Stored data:
= = =

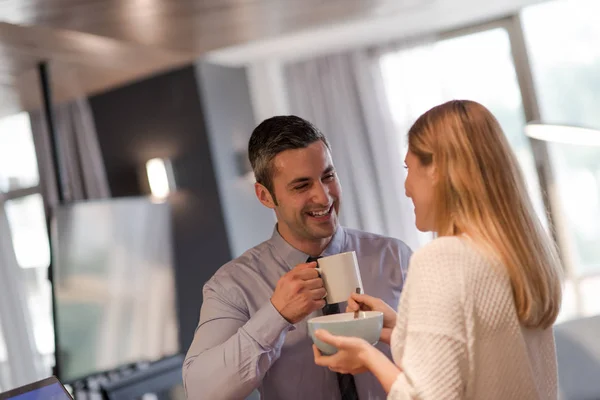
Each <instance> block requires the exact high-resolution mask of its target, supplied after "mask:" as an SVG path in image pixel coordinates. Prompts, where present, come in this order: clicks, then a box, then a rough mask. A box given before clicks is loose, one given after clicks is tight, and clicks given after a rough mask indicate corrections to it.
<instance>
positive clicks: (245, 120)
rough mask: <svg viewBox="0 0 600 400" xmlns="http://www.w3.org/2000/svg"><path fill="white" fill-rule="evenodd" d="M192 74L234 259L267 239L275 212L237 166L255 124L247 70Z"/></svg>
mask: <svg viewBox="0 0 600 400" xmlns="http://www.w3.org/2000/svg"><path fill="white" fill-rule="evenodd" d="M196 74H197V77H198V82H199V88H200V93H201V96H200V97H201V98H202V105H203V110H204V115H205V119H206V128H207V134H208V138H209V143H210V148H211V152H212V158H213V164H214V168H215V173H216V176H217V183H218V187H219V193H220V198H221V203H222V205H223V209H224V217H225V222H226V225H227V232H228V237H229V247H230V248H231V252H232V254H233V256H238V255H240V254H242V253H243V252H244V251H246V250H247V249H249V248H250V247H253V246H255V245H256V244H258V243H260V242H262V241H264V240H266V239H268V238H269V237H270V236H271V234H272V232H273V228H274V226H275V217H274V214H273V212H272V211H271V210H269V209H267V208H266V207H264V206H263V205H262V204H260V202H259V201H258V199H257V198H256V196H255V194H254V185H253V181H252V180H251V179H248V178H244V177H243V176H242V174H243V171H242V168H241V167H240V166H241V165H243V162H242V160H246V159H247V154H246V149H247V146H248V139H249V138H250V135H251V134H252V130H253V129H254V127H255V125H256V121H255V118H254V114H253V109H252V102H251V99H250V93H249V89H248V79H247V76H246V70H245V69H244V68H229V67H222V66H218V65H213V64H209V63H206V62H201V63H198V65H197V67H196ZM252 179H253V178H252Z"/></svg>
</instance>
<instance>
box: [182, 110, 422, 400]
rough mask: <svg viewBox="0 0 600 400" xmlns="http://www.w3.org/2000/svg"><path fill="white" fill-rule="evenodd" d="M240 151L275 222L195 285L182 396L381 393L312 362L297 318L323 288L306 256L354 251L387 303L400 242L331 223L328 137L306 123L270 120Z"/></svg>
mask: <svg viewBox="0 0 600 400" xmlns="http://www.w3.org/2000/svg"><path fill="white" fill-rule="evenodd" d="M248 153H249V158H250V162H251V164H252V168H253V170H254V174H255V176H256V181H257V182H256V184H255V191H256V196H257V197H258V199H259V200H260V202H261V203H262V204H263V205H265V206H266V207H269V208H271V209H273V210H274V211H275V215H276V217H277V225H276V227H275V229H274V232H273V236H272V237H271V239H269V240H267V241H266V242H263V243H261V244H259V245H258V246H256V247H254V248H252V249H250V250H248V251H247V252H246V253H244V254H243V255H242V256H240V257H238V258H237V259H235V260H233V261H231V262H229V263H227V264H225V265H224V266H222V267H221V268H220V269H219V270H218V271H217V272H216V273H215V275H214V276H213V277H212V278H211V279H210V280H209V281H208V282H207V283H206V285H205V286H204V291H203V293H204V302H203V304H202V310H201V313H200V323H199V325H198V328H197V330H196V333H195V336H194V340H193V342H192V345H191V346H190V349H189V351H188V353H187V357H186V360H185V362H184V366H183V376H184V382H185V387H186V392H187V396H188V399H190V400H199V399H243V398H245V397H246V396H248V395H249V394H250V393H251V392H252V391H253V390H254V389H256V388H258V389H259V391H260V394H261V399H263V400H270V399H286V400H287V399H310V400H320V399H323V400H331V399H344V400H345V399H352V398H354V399H356V398H360V399H361V400H367V399H384V398H385V397H386V395H385V393H384V392H383V390H382V388H381V385H379V383H378V382H377V380H376V379H375V377H373V376H372V375H371V374H359V375H356V376H354V377H352V375H347V376H342V375H340V376H338V375H336V374H335V373H334V372H331V371H330V370H328V369H325V368H322V367H318V366H316V365H315V364H314V360H313V351H312V347H311V346H312V342H311V339H310V338H309V336H308V333H307V323H306V321H307V319H308V318H310V317H313V316H316V315H321V314H322V313H323V311H322V309H323V307H324V306H325V301H324V300H323V297H324V296H325V294H326V293H325V289H324V288H323V282H322V280H321V279H320V277H319V274H318V273H317V271H316V270H315V269H314V267H316V262H307V261H308V260H309V258H317V257H319V256H327V255H332V254H337V253H342V252H346V251H353V250H354V251H356V255H357V258H358V262H359V267H360V272H361V277H362V282H363V287H364V291H365V293H367V294H370V295H373V296H377V297H379V298H381V299H383V300H384V301H386V302H387V303H388V304H389V305H390V306H392V307H394V308H396V307H397V305H398V300H399V296H400V292H401V290H402V286H403V284H404V277H405V271H406V267H407V266H408V260H409V257H410V254H411V251H410V249H409V248H408V246H406V245H405V244H404V243H402V242H401V241H399V240H396V239H391V238H387V237H383V236H379V235H375V234H371V233H366V232H361V231H356V230H351V229H346V228H343V227H342V226H340V225H339V224H338V212H339V208H340V201H341V187H340V183H339V181H338V179H337V175H336V172H335V169H334V165H333V161H332V159H331V153H330V148H329V144H328V142H327V140H326V138H325V137H324V136H323V134H322V133H321V132H320V131H319V130H318V129H317V128H315V127H314V126H313V125H312V124H311V123H309V122H307V121H305V120H303V119H301V118H298V117H295V116H279V117H273V118H270V119H268V120H266V121H264V122H262V123H261V124H260V125H259V126H258V127H257V128H256V129H255V130H254V132H253V133H252V137H251V138H250V142H249V146H248ZM328 307H329V306H328ZM340 308H341V310H342V311H344V310H345V304H342V305H341V307H340ZM385 347H386V345H383V344H382V345H380V348H381V349H382V351H385V352H387V353H388V354H389V348H387V349H386V348H385ZM357 395H358V397H356V396H357Z"/></svg>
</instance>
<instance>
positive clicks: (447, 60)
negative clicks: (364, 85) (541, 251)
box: [381, 28, 547, 224]
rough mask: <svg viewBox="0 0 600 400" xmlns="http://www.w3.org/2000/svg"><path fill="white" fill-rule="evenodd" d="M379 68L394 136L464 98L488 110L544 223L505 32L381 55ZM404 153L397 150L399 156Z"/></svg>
mask: <svg viewBox="0 0 600 400" xmlns="http://www.w3.org/2000/svg"><path fill="white" fill-rule="evenodd" d="M381 68H382V73H383V79H384V82H385V86H386V92H387V96H388V101H389V104H390V108H391V111H392V115H393V116H394V119H395V123H396V126H397V128H398V132H407V131H408V129H409V128H410V125H411V124H412V123H413V122H414V120H415V119H416V118H417V117H418V116H419V115H421V114H422V113H424V112H425V111H427V110H428V109H429V108H431V107H433V106H435V105H438V104H440V103H443V102H445V101H448V100H452V99H470V100H475V101H478V102H480V103H481V104H483V105H485V106H486V107H487V108H489V109H490V110H491V111H492V113H494V115H495V116H496V117H497V118H498V120H499V122H500V124H501V125H502V128H503V130H504V132H505V134H506V136H507V138H508V140H509V142H510V144H511V146H512V148H513V150H514V152H515V153H516V156H517V158H518V160H519V162H520V164H521V168H522V170H523V173H524V174H525V178H526V180H527V181H528V187H529V189H530V196H531V198H532V201H533V203H534V206H535V207H536V211H537V212H538V215H539V216H540V218H541V219H542V222H543V223H544V224H546V223H547V221H546V220H545V212H544V206H543V201H542V197H541V191H540V187H539V182H538V178H537V173H536V170H535V163H534V159H533V154H532V152H531V148H530V147H529V142H528V140H527V138H526V136H525V134H524V126H525V116H524V112H523V105H522V101H521V94H520V89H519V84H518V81H517V76H516V73H515V67H514V64H513V59H512V55H511V45H510V40H509V36H508V33H507V31H506V30H505V29H503V28H496V29H491V30H486V31H482V32H477V33H473V34H469V35H464V36H458V37H452V38H449V39H444V40H440V41H437V42H435V43H432V44H429V45H424V46H419V47H415V48H411V49H406V50H399V51H396V52H392V53H387V54H385V55H384V56H383V57H382V58H381ZM402 142H403V145H406V141H405V140H403V141H402ZM406 150H407V149H406V148H402V149H400V150H399V151H400V154H401V156H402V157H404V154H405V153H406Z"/></svg>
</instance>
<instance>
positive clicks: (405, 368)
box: [388, 239, 469, 400]
mask: <svg viewBox="0 0 600 400" xmlns="http://www.w3.org/2000/svg"><path fill="white" fill-rule="evenodd" d="M460 246H461V244H460V241H459V240H458V239H453V240H441V239H437V240H435V241H434V242H432V243H431V244H430V245H428V246H426V247H424V248H422V249H420V250H419V251H418V252H417V253H415V255H414V256H413V258H412V260H411V264H410V267H409V273H408V277H407V282H406V286H405V288H404V292H403V294H402V299H401V302H400V306H399V316H398V322H397V324H398V325H397V326H396V329H395V331H396V332H394V335H393V337H392V343H391V344H392V352H393V354H394V360H395V362H396V364H397V365H398V366H399V367H400V368H401V369H402V373H401V374H400V375H399V376H398V378H397V380H396V381H395V382H394V384H393V386H392V388H391V390H390V393H389V395H388V399H390V400H404V399H424V400H425V399H442V398H443V399H460V398H463V397H464V393H465V387H466V381H467V375H468V370H469V369H468V355H467V351H468V350H467V339H466V333H465V311H464V306H463V304H464V301H463V300H464V282H463V273H462V268H463V267H464V262H465V260H464V257H463V256H462V255H461V251H460ZM398 357H399V359H398Z"/></svg>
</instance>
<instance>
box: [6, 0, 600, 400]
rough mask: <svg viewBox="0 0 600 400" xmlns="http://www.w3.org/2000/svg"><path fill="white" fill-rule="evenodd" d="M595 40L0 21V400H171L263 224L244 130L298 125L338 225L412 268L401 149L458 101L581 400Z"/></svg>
mask: <svg viewBox="0 0 600 400" xmlns="http://www.w3.org/2000/svg"><path fill="white" fill-rule="evenodd" d="M599 18H600V1H598V0H547V1H541V0H496V1H494V2H481V1H476V0H403V1H394V0H329V1H322V0H2V1H0V391H5V390H9V389H11V388H13V387H16V386H19V385H23V384H26V383H29V382H32V381H34V380H37V379H41V378H43V377H46V376H48V375H50V374H52V373H55V374H57V375H58V376H59V377H60V378H61V379H62V380H63V381H64V382H66V383H68V384H69V386H70V388H72V391H73V392H74V393H75V396H76V397H79V398H84V397H86V396H87V397H89V398H97V399H101V398H110V399H138V398H142V397H144V398H148V396H152V397H153V398H168V399H178V398H182V396H183V394H182V391H181V362H182V354H185V352H186V350H187V348H188V346H189V344H190V343H191V340H192V337H193V334H194V329H195V327H196V324H197V322H198V317H199V310H200V306H201V304H202V286H203V284H204V282H205V281H206V280H207V279H209V278H210V276H212V274H213V273H214V272H215V271H216V270H217V269H218V268H219V267H220V266H221V265H222V264H224V263H225V262H227V261H229V260H230V259H231V258H233V257H236V256H238V255H240V254H241V253H243V252H244V251H245V250H246V249H248V248H249V247H252V246H254V245H256V244H258V243H260V242H262V241H263V240H266V239H268V238H269V237H270V235H271V232H272V229H273V225H274V222H275V219H274V216H273V215H272V214H271V212H270V211H269V210H267V209H265V208H264V207H263V206H262V205H261V204H260V203H259V202H258V201H257V200H256V199H255V196H254V191H253V182H254V181H253V179H254V177H253V175H252V172H251V169H250V167H249V163H248V161H247V154H246V147H247V142H248V139H249V137H250V134H251V132H252V129H253V128H254V127H255V126H256V124H258V123H259V122H260V121H262V120H263V119H265V118H268V117H270V116H273V115H278V114H296V115H299V116H301V117H303V118H306V119H308V120H310V121H312V122H314V123H315V124H316V125H317V126H318V127H319V128H320V129H321V130H323V132H324V133H325V134H326V135H327V136H328V138H329V139H330V141H331V144H332V148H333V157H334V161H335V164H336V167H337V170H338V172H339V175H340V179H341V182H342V185H343V188H344V201H343V206H342V212H341V219H342V223H343V224H345V225H346V226H349V227H353V228H359V229H365V230H369V231H373V232H377V233H382V234H386V235H390V236H394V237H398V238H400V239H402V240H404V241H405V242H407V243H408V244H409V245H410V246H411V247H412V248H413V249H416V248H418V247H419V246H422V245H423V244H425V243H426V242H427V241H429V240H431V237H430V236H429V235H426V234H421V233H418V232H417V231H416V230H415V228H414V215H413V213H412V206H411V205H410V202H409V201H408V200H407V199H406V197H405V196H404V189H403V182H404V178H405V176H404V169H403V168H402V164H403V159H404V155H405V153H406V138H405V135H406V132H407V130H408V128H409V127H410V125H411V124H412V123H413V122H414V120H415V119H416V118H417V117H418V116H419V115H420V114H421V113H423V112H424V111H426V110H428V109H429V108H431V107H432V106H435V105H437V104H439V103H441V102H444V101H447V100H450V99H453V98H463V99H472V100H475V101H478V102H480V103H482V104H484V105H485V106H487V107H488V108H489V109H490V110H491V111H492V112H493V113H494V114H495V115H496V116H497V117H498V119H499V121H500V123H501V125H502V127H503V128H504V131H505V133H506V135H507V137H508V139H509V141H510V143H511V145H512V147H513V150H514V151H515V153H516V155H517V157H518V159H519V162H520V165H521V168H522V170H523V172H524V174H525V177H526V180H527V184H528V189H529V194H530V196H531V198H532V200H533V202H534V205H535V207H536V212H537V213H538V216H539V218H540V219H541V220H542V222H543V223H544V225H545V226H546V228H547V229H548V233H549V235H551V236H552V238H553V239H554V240H555V241H556V243H557V245H558V248H559V250H560V255H561V258H562V261H563V265H564V268H565V276H566V280H565V294H564V302H563V307H562V310H561V314H560V317H559V323H558V324H557V326H556V330H555V331H556V339H557V351H558V358H559V371H560V376H559V381H560V389H561V396H562V398H564V399H599V398H600V380H599V379H598V376H600V131H599V130H600V46H598V43H600V24H599V23H598V20H599ZM581 128H587V129H581ZM254 396H256V395H254Z"/></svg>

= = =

*PROBLEM DETAILS*.
Looking at the entries above, find how many lines include the word "positive" and write that number alone.

*YOUR RESPONSE*.
3